◆ DIRECTION ◆
Write out all of the records below again word for word, leaving out the pictures.

[Excerpts from location labeling data]
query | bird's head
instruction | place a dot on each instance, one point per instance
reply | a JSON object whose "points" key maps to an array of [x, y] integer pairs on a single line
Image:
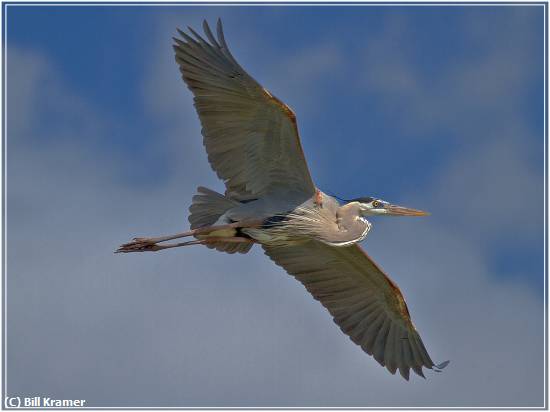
{"points": [[370, 206]]}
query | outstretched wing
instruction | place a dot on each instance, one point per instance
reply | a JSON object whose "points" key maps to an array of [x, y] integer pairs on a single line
{"points": [[251, 137], [364, 302]]}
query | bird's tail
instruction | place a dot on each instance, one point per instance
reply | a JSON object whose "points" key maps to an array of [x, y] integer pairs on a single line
{"points": [[205, 210]]}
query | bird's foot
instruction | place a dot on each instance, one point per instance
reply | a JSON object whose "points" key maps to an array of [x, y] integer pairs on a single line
{"points": [[139, 244]]}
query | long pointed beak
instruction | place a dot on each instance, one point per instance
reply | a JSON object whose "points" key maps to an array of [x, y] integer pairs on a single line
{"points": [[404, 211]]}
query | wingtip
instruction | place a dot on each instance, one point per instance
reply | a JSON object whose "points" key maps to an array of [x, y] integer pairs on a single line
{"points": [[442, 365]]}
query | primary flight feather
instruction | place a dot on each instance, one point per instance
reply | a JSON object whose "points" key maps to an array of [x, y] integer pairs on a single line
{"points": [[253, 145]]}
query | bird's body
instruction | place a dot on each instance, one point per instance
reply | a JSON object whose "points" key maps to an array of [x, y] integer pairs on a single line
{"points": [[320, 217], [253, 144]]}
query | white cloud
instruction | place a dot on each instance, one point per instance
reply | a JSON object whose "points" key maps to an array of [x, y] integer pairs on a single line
{"points": [[199, 328]]}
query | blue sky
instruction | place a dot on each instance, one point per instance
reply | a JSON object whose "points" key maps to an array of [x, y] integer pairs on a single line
{"points": [[438, 107]]}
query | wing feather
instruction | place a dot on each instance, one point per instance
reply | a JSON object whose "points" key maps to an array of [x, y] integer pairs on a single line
{"points": [[364, 302], [251, 137]]}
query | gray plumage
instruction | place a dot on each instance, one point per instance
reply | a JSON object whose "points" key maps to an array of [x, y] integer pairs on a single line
{"points": [[252, 142]]}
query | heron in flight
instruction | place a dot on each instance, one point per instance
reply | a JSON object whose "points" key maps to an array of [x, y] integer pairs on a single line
{"points": [[253, 145]]}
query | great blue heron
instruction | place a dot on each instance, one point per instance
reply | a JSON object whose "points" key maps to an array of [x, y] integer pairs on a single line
{"points": [[252, 142]]}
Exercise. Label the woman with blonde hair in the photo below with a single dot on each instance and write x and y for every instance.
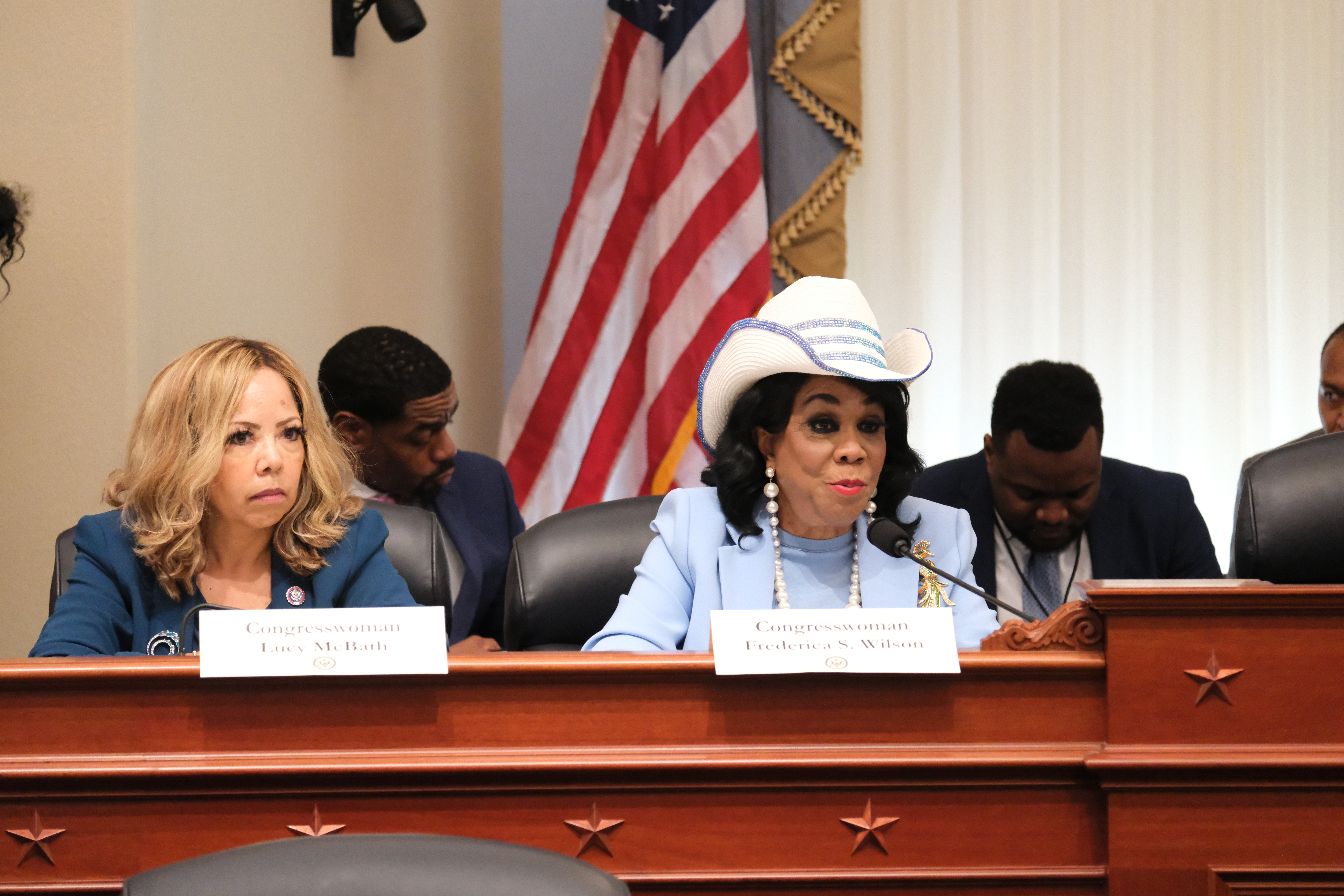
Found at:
(234, 492)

◆ RESPONSE TO THE EXERCISE ◆
query | bird's head
instruction | place a dot on each instance, one point per instance
reply | a JSON object whose "points" key maps to an array of [x, y] integer pairs on a single line
Image:
{"points": [[370, 206]]}
query | outstretched wing
instruction | place a dot on each instance, one point per instance
reply | a JSON object whose "points" key maps to an array of [x, y] integer pairs on a single line
{"points": [[251, 137], [364, 302]]}
query | bird's tail
instruction | place a dot on each instance, one point per instance
reply | a JSON object whose "points" key maps to an array of [x, y] integer pairs on a single line
{"points": [[205, 210]]}
query | bird's foot
instruction | place a dot on each instance, one point per instance
reply | a JSON object whose "points" key maps to an array of [x, y] integer pairs on a single line
{"points": [[139, 244]]}
query | long pointed beak
instruction | place a dot on each instance, one point per instance
reply | a JSON object whose "points" key maps to an array of [x, y] integer pairs on a single line
{"points": [[404, 211]]}
query | wingtip
instruction | place a dot on each instance, one point per instance
reply | a JSON object whose "points" key maps to an array of [x, y] integer pairs on a single line
{"points": [[442, 365]]}
query | primary flight feather
instruction | place a dot on each instance, one point per instance
reply | a JSON object whose "points" key maps to an array of [x, y] integer pairs on a single line
{"points": [[253, 145]]}
query | bird's body
instruction | place a dot on each instance, one point per instance
reply | a JSON object whose "points" key maps to an array of [x, y] integer pairs on a single line
{"points": [[320, 217], [253, 144]]}
query | white cloud
instruction | place a dot on each instance, one point per instance
reply | a JSON object whose "points" key maps to an array of [x, y] integer pairs on a single line
{"points": [[199, 328]]}
query | blue sky
instruction | place a dot on each instance, one point per instance
reply | a JSON object whose "points" key maps to an array of [x, y] integer pairs on a single line
{"points": [[438, 107]]}
query | wing feather
instruction | place a dot on each instance, one point per instance
reply | a JSON object whose "points" key maps to an array of [x, y] integer pairs on a single line
{"points": [[364, 302], [251, 137]]}
query | gray plumage
instruction | place a dot on each instance, one point per instance
reply | a JSON object whose "points" key maps to an array of [x, y] integer pairs on a single line
{"points": [[252, 142]]}
query | heron in flight
instruction | place a dot on each instance, one point per instance
reply | a JSON object whose "points" key maps to an array of [x, y] integer pairs on a single line
{"points": [[253, 145]]}
query | great blue heron
instruction | place a dot on each instance, one point per instance
reply | a JSON object whose "points" key maps to an array of [x, y] integer pairs on a single line
{"points": [[252, 142]]}
Exercise. Label the woman with blonde hair in the photo below with a single dot on each instance and write x and y for every instance.
Found at:
(234, 492)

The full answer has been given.